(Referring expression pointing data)
══════

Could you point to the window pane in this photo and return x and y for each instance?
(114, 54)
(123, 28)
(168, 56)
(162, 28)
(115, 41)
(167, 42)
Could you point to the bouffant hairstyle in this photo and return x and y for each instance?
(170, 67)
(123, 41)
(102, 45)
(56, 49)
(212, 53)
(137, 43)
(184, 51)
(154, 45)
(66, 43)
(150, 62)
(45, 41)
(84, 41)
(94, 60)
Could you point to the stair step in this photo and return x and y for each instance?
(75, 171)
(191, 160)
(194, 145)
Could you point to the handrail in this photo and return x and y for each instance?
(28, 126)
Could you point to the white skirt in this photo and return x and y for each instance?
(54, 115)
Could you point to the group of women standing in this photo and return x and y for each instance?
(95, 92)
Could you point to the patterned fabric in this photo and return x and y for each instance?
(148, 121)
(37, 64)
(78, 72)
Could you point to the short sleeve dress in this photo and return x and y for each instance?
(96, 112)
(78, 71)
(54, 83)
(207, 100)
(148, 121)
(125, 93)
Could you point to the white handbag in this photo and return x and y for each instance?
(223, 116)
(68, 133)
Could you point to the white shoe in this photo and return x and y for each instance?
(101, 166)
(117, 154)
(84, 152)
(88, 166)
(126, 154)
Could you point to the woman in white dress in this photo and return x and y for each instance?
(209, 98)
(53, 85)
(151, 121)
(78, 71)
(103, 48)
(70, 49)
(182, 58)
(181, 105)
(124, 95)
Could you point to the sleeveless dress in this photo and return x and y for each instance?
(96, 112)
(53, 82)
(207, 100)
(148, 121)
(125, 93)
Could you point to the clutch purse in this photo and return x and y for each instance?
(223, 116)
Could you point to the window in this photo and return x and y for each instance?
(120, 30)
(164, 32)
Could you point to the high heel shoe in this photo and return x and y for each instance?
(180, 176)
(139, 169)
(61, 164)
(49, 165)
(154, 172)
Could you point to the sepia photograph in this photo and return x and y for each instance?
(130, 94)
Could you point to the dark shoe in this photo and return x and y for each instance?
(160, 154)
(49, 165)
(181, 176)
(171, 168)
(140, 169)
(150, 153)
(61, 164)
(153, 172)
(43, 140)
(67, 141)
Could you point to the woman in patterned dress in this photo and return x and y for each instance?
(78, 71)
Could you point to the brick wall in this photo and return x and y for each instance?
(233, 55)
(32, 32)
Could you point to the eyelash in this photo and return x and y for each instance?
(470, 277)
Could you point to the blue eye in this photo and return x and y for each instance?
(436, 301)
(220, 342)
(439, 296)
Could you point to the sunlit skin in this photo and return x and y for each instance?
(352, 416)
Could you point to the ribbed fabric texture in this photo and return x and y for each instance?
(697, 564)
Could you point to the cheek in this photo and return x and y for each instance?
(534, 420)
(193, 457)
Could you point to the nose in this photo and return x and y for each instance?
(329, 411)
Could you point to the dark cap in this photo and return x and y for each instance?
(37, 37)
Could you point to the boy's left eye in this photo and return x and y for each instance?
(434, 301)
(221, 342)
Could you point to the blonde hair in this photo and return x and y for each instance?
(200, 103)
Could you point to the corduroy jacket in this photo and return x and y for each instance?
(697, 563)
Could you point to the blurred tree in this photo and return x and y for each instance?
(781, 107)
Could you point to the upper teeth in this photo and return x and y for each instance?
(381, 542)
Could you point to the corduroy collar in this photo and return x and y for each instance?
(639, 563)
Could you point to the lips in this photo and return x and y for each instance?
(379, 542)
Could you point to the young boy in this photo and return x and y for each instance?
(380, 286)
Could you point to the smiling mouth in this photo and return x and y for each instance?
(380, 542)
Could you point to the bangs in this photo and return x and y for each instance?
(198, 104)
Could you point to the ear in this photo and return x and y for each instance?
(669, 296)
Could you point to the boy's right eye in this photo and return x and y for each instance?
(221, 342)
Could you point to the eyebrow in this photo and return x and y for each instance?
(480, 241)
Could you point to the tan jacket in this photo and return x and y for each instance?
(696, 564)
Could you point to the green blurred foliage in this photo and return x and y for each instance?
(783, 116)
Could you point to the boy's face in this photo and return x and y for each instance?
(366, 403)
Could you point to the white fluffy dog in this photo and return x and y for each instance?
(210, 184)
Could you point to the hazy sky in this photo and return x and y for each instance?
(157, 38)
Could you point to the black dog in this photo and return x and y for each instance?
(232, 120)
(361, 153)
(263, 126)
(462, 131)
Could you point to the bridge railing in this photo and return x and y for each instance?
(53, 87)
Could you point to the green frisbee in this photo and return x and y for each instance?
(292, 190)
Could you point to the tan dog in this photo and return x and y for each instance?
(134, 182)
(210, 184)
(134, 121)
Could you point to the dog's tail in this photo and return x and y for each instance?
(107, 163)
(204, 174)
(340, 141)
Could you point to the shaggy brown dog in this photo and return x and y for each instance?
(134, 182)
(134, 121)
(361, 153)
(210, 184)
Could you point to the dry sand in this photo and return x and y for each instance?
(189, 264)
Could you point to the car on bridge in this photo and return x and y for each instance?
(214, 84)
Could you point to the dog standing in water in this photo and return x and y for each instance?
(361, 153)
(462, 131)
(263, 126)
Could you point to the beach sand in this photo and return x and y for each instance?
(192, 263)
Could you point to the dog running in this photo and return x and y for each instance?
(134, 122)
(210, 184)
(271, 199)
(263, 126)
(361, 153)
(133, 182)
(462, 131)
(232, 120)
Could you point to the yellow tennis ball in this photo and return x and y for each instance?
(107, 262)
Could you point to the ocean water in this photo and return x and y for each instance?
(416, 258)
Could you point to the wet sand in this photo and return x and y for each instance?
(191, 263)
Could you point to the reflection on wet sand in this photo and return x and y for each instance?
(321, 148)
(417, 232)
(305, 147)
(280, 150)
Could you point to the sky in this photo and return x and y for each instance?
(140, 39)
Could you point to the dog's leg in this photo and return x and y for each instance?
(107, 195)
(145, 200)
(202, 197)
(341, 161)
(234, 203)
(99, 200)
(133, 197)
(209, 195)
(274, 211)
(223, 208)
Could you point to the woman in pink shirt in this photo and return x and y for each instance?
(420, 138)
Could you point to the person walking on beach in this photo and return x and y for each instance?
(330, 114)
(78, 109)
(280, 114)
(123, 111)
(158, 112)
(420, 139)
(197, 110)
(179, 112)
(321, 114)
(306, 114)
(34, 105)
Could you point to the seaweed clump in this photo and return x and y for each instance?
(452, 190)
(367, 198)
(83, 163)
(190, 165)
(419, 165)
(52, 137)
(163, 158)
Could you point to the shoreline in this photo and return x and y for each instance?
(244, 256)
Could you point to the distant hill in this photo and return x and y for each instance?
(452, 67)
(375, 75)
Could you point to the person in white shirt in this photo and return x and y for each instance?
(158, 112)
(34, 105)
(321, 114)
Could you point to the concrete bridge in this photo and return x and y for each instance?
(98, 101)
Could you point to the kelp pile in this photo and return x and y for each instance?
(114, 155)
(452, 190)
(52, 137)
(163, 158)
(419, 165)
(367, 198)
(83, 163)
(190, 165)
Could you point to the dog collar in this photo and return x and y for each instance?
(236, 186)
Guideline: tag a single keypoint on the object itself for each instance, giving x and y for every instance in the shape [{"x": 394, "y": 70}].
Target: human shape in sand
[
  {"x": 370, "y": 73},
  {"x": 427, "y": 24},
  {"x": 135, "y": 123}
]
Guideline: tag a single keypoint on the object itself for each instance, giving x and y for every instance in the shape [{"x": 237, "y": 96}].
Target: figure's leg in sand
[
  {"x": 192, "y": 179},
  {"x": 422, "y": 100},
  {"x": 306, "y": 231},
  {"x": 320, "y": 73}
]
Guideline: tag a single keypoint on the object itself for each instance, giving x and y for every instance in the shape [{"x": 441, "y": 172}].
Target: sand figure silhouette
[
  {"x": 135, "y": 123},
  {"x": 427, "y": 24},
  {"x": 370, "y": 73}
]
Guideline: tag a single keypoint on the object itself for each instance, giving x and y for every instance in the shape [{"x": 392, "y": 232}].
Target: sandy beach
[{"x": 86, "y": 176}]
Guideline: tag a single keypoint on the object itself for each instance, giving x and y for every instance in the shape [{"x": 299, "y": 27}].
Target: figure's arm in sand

══════

## What the exercise asks
Show every line of the entries above where the word "single" occurs.

## Completed task
Guideline: tag a single keypoint on the object itself for each instance, giving x and y for every instance in the shape [{"x": 394, "y": 70}].
Guideline: tag a single keypoint on the object itself for each instance, giving x and y for every instance in the shape [{"x": 237, "y": 96}].
Guideline: tag a single keypoint on the object itself for each instance, giving x and y for every instance in the shape [{"x": 441, "y": 172}].
Guideline: tag a single keypoint on the object itself for each instance, giving x and y for every instance in the shape [{"x": 392, "y": 232}].
Guideline: tag a single keypoint on the object itself for each instance, giving x and y for every instance in the shape [{"x": 299, "y": 27}].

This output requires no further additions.